_ACTIVITY LIST_:
1) In the notes on entropy generation, what does friction convert mechanical work into?
2) Resume the notes on entropy generation after their final line.

_READING PASSAGE_:
Factors in entropy generation

Heat transfer through a finite temperature difference
- Entropy generated when heat transferred between two reservoirs at different temperatures (hot reservoir and cold reservoir)
- Entropy generation proportional to heat transfer and inversely proportional to temperature at which transfer occurs
Friction in moving parts
- Friction converts mechanical work into heat, increasing system entropy
- Entropy generation due to friction proportional to work lost to friction and inversely proportional to absolute temperature
Mixing of fluids
- Entropy generated when two or more fluids mix due to irreversible nature of mixing process (oil and water)
- Entropy generation depends on fluid properties and mixing process
Chemical reactions
- Chemical reactions can generate entropy due to irreversible nature of reaction (combustion)

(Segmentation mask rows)
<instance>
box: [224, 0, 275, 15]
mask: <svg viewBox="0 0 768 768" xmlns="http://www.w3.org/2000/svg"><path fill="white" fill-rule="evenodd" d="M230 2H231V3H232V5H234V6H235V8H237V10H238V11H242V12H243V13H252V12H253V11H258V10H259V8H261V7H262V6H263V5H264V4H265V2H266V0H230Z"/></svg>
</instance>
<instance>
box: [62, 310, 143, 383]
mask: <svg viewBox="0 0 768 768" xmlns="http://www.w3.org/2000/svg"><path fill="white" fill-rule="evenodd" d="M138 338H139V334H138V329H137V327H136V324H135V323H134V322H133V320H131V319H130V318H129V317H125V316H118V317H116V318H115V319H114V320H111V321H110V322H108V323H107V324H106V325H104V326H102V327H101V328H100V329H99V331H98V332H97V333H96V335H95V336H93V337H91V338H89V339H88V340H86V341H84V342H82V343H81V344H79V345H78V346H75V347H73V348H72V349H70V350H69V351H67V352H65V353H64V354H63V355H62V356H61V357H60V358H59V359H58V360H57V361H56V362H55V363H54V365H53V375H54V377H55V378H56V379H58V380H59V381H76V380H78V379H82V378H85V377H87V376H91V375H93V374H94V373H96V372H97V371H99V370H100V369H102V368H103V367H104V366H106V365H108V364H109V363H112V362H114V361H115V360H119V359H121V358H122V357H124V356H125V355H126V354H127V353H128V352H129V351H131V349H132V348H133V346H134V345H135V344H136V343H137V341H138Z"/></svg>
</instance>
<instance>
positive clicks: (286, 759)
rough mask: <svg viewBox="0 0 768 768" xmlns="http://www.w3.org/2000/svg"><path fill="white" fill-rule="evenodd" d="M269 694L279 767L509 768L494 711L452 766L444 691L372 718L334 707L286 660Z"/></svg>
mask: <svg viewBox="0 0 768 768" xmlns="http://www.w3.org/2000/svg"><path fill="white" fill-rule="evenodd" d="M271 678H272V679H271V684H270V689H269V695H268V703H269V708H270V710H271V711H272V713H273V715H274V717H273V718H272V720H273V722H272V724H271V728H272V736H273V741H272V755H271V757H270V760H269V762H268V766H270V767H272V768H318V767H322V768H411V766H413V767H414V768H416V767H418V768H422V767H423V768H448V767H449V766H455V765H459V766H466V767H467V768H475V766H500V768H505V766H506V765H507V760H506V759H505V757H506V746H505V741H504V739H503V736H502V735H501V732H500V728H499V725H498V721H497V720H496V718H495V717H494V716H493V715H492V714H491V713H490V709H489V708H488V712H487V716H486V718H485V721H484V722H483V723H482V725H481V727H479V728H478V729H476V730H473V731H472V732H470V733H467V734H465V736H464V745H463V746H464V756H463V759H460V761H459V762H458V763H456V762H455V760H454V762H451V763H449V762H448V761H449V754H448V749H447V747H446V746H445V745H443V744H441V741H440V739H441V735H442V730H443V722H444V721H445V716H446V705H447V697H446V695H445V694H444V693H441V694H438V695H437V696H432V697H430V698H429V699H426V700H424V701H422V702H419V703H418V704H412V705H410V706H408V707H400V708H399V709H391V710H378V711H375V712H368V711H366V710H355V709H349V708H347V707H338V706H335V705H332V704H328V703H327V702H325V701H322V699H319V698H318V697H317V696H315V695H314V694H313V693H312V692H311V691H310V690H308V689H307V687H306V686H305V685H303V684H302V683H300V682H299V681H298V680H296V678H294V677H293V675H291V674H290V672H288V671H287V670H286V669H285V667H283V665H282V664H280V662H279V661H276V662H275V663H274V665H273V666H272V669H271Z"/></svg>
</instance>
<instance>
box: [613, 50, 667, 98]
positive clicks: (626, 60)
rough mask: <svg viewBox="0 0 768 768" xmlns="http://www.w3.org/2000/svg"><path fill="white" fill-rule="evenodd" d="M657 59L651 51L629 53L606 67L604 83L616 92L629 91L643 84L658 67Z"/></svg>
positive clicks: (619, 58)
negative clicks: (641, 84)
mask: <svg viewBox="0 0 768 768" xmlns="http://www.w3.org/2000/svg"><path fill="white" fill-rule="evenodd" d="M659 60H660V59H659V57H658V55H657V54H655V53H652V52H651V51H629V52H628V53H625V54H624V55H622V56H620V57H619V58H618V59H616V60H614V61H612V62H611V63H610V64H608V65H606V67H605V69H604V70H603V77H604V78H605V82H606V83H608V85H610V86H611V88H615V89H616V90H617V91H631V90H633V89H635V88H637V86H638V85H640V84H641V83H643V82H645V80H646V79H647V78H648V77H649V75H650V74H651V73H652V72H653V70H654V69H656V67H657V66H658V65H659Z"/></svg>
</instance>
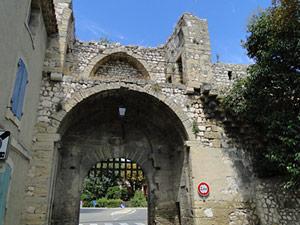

_SOLVED PROBLEMS_:
1) Heat, which increases system entropy.

2)
- Entropy generation depends on extent of reaction and temperature at which it occurs

Lost work from irreversibility

Lost work represents the difference between maximum theoretical work obtainable from a process and actual work obtained
- Maximum theoretical work obtainable if process were reversible
- Actual work always less than maximum theoretical work due to irreversibilities
Lost work directly related to entropy generation of the process: $W_{lost} = T_0 \cdot S_{gen}$ $W_{l os t} = T_{0} \cdot S_{g e n}$
- $T_0$ represents the absolute temperature of the surroundings
- $S_{gen}$ represents the entropy generation of the process
Presence of lost work reduces system efficiency
- Greater lost work leads to lower system efficiency ()
- Minimizing entropy generation helps reduce lost work and improve system efficiency
In real-world systems, important to identify and minimize sources of irreversibility to maximize efficiency and minimize lost work (power plants, refrigerators)

Key Terms to Review (21)

Absolute temperature: Absolute temperature is a measure of temperature that is referenced from absolute zero, the point where all molecular motion ceases, and is measured in Kelvin (K). This scale provides a fundamental framework for thermodynamic calculations and allows for the description of thermal energy in a consistent manner across various scientific contexts. Absolute temperature is crucial in understanding the behavior of gases, calculating changes in entropy, and analyzing irreversibility in thermodynamic processes.

Adiabatic process: An adiabatic process is a thermodynamic process in which no heat is exchanged between the system and its surroundings. This means that any change in the internal energy of the system is entirely due to work done on or by the system, making it a critical concept in understanding various thermodynamic cycles and processes.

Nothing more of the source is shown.